* Text passage
↓↓↓
In 1953, the summer-only, non-stop Capitals Limited express train was renamed The Elizabethan by British Railways to mark the coronation of Queen Elizabeth II. The initial service, which at the time, was the longest scheduled non-stop railway journey in the world, took 6hrs 45mins but this was reduced a year later by 15mins in 1954. This gave an average speed of just over 60 mph; which was regarded as a creditable achievement for the UK rail infrastructure in the postwar era.

In 1954, the film Elizabethan Express was made by British Transport Films to advertise and promote the train. Starting at King's Cross, the film showed off the high standard onboard such as catering and passenger comforts while also capturing the hard work of the train crew and the hospitality staff onboard the LNER Class A4 steam locomotive as it ran non stop from London to Edinburgh. Scenes included the engine running through water troughs (about (11000 impgal was needed by the locomotive per run), changing drivers, kitchen staff preparing meals, sorting mail in the goods carriage, and the work of the BR station staff. The film is still highly regarded for its well-filmed sequences by cinematographer Billy Williams capturing the full speed Gresley A4 on the East Coast main line.
It was narrated by Howard Marion Crawford and Alan Wheatley

Steam haulage of The Elizabethan came to an end on 8 September 1961 when they were replaced by British Rail Class 47 diesel units. On the final day of steam, the northbound service was hauled by No 60022 Mallard, which was (and remains) the holder of the world speed record for steam.

British Railways withdrew The Elizabethan non-stop service in 1963.
↑↑↑
* Extracted information
↓↓↓
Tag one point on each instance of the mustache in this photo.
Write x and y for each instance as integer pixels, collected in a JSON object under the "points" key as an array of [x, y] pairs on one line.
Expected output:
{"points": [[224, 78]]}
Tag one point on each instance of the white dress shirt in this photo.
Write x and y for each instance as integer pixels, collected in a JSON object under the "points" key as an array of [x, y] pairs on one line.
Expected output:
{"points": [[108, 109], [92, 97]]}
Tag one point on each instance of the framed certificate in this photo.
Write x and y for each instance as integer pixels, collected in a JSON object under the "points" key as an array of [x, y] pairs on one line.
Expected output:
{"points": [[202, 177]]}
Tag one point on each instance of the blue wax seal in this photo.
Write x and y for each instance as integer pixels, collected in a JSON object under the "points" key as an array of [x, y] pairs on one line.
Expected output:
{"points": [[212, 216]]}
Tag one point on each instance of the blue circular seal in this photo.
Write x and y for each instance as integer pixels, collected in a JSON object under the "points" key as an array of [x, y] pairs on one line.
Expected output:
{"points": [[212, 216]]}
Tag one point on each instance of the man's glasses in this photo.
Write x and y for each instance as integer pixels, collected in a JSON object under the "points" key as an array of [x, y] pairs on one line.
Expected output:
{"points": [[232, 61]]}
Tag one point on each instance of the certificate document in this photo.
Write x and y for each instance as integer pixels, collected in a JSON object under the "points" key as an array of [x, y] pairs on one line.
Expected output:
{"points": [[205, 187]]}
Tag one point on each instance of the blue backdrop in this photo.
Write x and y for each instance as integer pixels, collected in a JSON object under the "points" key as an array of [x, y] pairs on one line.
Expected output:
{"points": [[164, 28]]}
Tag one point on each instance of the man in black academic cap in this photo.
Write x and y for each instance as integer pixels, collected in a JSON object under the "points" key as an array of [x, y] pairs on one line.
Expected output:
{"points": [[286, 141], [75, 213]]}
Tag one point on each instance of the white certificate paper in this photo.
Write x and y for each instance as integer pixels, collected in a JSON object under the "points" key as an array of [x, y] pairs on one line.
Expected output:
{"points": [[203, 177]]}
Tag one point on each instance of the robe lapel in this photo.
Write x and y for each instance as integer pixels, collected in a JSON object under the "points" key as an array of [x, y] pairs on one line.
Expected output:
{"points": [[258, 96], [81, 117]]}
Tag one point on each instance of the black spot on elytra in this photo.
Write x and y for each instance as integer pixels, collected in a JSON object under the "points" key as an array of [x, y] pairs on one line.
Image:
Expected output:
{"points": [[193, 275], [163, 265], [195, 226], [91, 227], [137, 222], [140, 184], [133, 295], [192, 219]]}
↑↑↑
* Task list
1) In the text on The Elizabethan, which locomotive hauled the northbound service on the final day of steam?
2) Write out the part of the text on The Elizabethan from "In 1953, the" to "the postwar era.".
The records are separate from the text on The Elizabethan.

* Answers in order
1) No 60022 Mallard.

2)
In 1953, the summer-only, non-stop Capitals Limited express train was renamed The Elizabethan by British Railways to mark the coronation of Queen Elizabeth II. The initial service, which at the time, was the longest scheduled non-stop railway journey in the world, took 6hrs 45mins but this was reduced a year later by 15mins in 1954. This gave an average speed of just over 60 mph; which was regarded as a creditable achievement for the UK rail infrastructure in the postwar era.